Work to complete ▸
Every entry below is to be retyped exactly as it appears.

Stored records ▸
....................
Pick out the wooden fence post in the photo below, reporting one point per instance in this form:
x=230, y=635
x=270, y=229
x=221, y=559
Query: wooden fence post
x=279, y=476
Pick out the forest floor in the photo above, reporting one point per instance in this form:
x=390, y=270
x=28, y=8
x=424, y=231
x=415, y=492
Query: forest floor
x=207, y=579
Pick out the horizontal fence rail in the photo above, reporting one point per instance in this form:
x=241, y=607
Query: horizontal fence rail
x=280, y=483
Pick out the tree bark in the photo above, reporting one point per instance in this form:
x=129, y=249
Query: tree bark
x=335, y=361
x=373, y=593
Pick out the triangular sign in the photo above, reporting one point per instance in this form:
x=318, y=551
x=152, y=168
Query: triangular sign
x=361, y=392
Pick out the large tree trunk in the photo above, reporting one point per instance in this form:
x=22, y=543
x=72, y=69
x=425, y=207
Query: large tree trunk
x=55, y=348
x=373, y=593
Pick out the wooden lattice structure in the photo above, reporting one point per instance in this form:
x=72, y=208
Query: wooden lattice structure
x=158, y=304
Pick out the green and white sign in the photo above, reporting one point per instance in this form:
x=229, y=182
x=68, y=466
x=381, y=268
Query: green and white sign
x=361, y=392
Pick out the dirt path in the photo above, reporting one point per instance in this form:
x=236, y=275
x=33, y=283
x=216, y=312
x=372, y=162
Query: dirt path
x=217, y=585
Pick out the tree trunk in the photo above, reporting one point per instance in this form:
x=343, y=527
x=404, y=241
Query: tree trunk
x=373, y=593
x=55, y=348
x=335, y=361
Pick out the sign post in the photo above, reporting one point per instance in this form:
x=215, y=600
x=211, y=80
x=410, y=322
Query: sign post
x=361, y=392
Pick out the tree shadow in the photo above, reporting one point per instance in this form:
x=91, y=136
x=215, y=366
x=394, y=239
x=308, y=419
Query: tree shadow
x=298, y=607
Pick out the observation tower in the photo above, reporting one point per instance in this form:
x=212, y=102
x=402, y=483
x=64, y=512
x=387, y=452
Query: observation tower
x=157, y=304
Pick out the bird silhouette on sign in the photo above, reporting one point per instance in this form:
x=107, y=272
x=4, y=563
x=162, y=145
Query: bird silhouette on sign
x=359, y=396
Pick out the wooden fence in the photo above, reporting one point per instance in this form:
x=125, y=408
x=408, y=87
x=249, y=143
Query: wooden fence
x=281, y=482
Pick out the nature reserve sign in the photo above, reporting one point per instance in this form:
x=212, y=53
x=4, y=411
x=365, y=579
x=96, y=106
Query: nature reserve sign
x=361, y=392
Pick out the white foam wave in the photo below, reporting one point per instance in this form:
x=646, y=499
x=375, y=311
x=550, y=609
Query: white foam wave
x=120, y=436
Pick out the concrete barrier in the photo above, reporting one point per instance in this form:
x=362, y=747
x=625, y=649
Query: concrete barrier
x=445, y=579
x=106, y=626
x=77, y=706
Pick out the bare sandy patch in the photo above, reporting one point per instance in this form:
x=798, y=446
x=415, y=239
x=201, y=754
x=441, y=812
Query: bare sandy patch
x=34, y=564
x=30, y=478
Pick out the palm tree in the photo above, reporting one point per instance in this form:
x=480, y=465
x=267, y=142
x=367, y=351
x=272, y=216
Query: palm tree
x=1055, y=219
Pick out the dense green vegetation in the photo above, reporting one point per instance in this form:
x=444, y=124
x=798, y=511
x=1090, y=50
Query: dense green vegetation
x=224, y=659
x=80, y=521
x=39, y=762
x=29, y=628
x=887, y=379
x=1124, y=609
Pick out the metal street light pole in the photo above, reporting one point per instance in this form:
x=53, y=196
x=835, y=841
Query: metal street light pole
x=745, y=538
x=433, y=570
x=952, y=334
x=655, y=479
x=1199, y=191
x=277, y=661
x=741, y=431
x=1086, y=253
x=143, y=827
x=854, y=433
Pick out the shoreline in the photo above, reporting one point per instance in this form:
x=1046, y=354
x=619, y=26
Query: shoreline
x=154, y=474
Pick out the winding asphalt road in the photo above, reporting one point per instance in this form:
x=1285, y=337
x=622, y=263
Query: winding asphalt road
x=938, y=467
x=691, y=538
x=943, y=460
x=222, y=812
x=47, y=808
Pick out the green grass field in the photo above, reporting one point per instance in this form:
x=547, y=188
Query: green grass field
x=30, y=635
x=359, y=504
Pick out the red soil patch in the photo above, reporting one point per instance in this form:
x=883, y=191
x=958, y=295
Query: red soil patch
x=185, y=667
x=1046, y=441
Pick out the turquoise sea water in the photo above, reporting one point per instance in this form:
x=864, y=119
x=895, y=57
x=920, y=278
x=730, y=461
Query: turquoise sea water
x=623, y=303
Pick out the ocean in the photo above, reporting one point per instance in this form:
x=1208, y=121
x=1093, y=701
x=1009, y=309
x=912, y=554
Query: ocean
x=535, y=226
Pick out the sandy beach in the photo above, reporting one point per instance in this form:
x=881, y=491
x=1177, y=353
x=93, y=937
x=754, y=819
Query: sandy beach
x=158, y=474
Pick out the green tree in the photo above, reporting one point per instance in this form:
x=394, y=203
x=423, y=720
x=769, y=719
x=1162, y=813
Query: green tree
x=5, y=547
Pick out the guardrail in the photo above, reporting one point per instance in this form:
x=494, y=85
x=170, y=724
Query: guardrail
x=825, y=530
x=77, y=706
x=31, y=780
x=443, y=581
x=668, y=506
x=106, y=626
....................
Exercise output ▸
Pick out the wooden fence post in the photo below, reporting one point per instance in this form:
x=230, y=635
x=270, y=229
x=221, y=559
Query: wooden fence post
x=279, y=476
Pick out the forest floor in the photo above, reporting one point per instance in this form:
x=390, y=270
x=28, y=8
x=424, y=231
x=415, y=492
Query: forest floor
x=207, y=579
Pick out the horizontal fence rail in the photo above, reporting one point per instance in this form:
x=241, y=607
Query: horizontal fence rail
x=280, y=483
Pick out the tree bark in the photo above, reporting one point per instance in this form:
x=129, y=249
Query: tree bark
x=335, y=361
x=373, y=593
Pick out the triangular sign in the photo above, reporting one point per instance in this form:
x=318, y=551
x=152, y=168
Query: triangular sign
x=361, y=392
Pick out the large tree trunk in the photo above, reporting one point per instance in this form:
x=22, y=543
x=72, y=69
x=425, y=207
Query: large tree trunk
x=55, y=348
x=373, y=593
Pick out the wooden lattice structure in the photo above, reporting one point per instance in this form:
x=72, y=208
Query: wooden lattice structure
x=158, y=304
Pick out the green and white sign in the photo above, reporting one point per instance in this form:
x=229, y=182
x=68, y=466
x=381, y=268
Query: green and white sign
x=361, y=392
Pick out the dirt path in the photo above, reporting one point per instance in this form:
x=236, y=275
x=33, y=283
x=216, y=312
x=372, y=162
Query: dirt path
x=217, y=585
Pick out the tree trunk in the photo above, reporting one point per instance in this form:
x=343, y=527
x=404, y=241
Query: tree trunk
x=373, y=593
x=55, y=348
x=335, y=361
Pick out the sign post in the photo above, reporting one point per instance in this form:
x=215, y=600
x=211, y=80
x=410, y=322
Query: sign post
x=361, y=392
Pick out the tree shadow in the photo above, reporting one point per instance in this form:
x=91, y=136
x=215, y=366
x=394, y=239
x=308, y=419
Query: tree shadow
x=298, y=607
Pick out the observation tower in the photo above, reporting one point per instance in this form:
x=212, y=102
x=402, y=483
x=64, y=512
x=387, y=452
Query: observation tower
x=157, y=304
Pick out the bird silhouette on sign in the photo above, reporting one point per instance in this form:
x=107, y=272
x=4, y=563
x=162, y=145
Query: bird silhouette on sign
x=359, y=396
Pick out the wooden fence in the photo above, reporting one point per instance in this form:
x=125, y=408
x=408, y=87
x=249, y=143
Query: wooden fence
x=281, y=482
Pick out the nature reserve sign in the photo above, reporting one point per instance in this form:
x=212, y=53
x=4, y=411
x=365, y=579
x=96, y=106
Query: nature reserve sign
x=361, y=392
Pick out the white foam wave in the photo below, reporting one point per instance in this form:
x=646, y=499
x=375, y=311
x=550, y=609
Query: white foam wave
x=120, y=436
Pick out the concrete barrier in the photo above, reporting one point per instance in this form:
x=362, y=747
x=625, y=649
Query: concrete barrier
x=445, y=579
x=106, y=626
x=77, y=706
Pick out the bare sandy patch in the photo above, reporting one point per instance in this form:
x=798, y=446
x=415, y=239
x=201, y=754
x=441, y=812
Query: bare sandy patch
x=34, y=564
x=30, y=478
Pick out the palm tree in the photo above, reporting one point per instance in this form:
x=480, y=465
x=267, y=142
x=367, y=351
x=272, y=216
Query: palm tree
x=1055, y=219
Pick out the dense green vegetation in the photo above, reporting one point per instance in this form:
x=444, y=124
x=798, y=511
x=1090, y=50
Query: dense green vegetation
x=224, y=659
x=80, y=521
x=39, y=762
x=29, y=628
x=887, y=379
x=1124, y=609
Pick out the metal street light pole in the photo above, reporting one point per instance in this form:
x=53, y=196
x=835, y=841
Query: metal street light pole
x=745, y=538
x=433, y=570
x=952, y=334
x=655, y=479
x=1199, y=191
x=277, y=661
x=741, y=431
x=1086, y=253
x=143, y=827
x=854, y=433
Pick out the shoreline in the photo above, reporting one point per instance in this form:
x=1046, y=354
x=619, y=26
Query: shoreline
x=154, y=474
Pick out the winding asphalt road in the photo above, reporting one point per instance in this form:
x=1285, y=337
x=622, y=263
Query: winding asphalt road
x=938, y=467
x=691, y=538
x=943, y=460
x=222, y=812
x=47, y=808
Pick out the green grass field in the photo above, reporting one point per instance in this form:
x=547, y=188
Query: green grass field
x=30, y=635
x=359, y=504
Pick out the red soil patch in the photo above, reporting one point per instance in this form:
x=883, y=191
x=958, y=295
Query: red soil patch
x=185, y=667
x=1046, y=441
Pick out the turquoise sea water in the photo above, reporting one point per instance in this form:
x=864, y=119
x=895, y=57
x=920, y=278
x=730, y=461
Query: turquoise sea water
x=623, y=303
Pick out the ocean in the photo above, reporting one point per instance in this form:
x=1208, y=121
x=1093, y=701
x=1009, y=309
x=912, y=554
Query: ocean
x=535, y=226
Pick out the sandy beach in the photo above, reporting one point per instance in this form:
x=881, y=491
x=1177, y=353
x=93, y=937
x=754, y=819
Query: sandy beach
x=158, y=474
Pick out the green tree in the photo above, reporting one point per instance in this form:
x=394, y=203
x=423, y=720
x=769, y=719
x=1162, y=813
Query: green tree
x=5, y=547
Pick out the guardrail in the photo above, reporting one point per instance in this form:
x=494, y=85
x=170, y=724
Query: guardrail
x=825, y=530
x=77, y=706
x=31, y=780
x=443, y=581
x=668, y=506
x=106, y=626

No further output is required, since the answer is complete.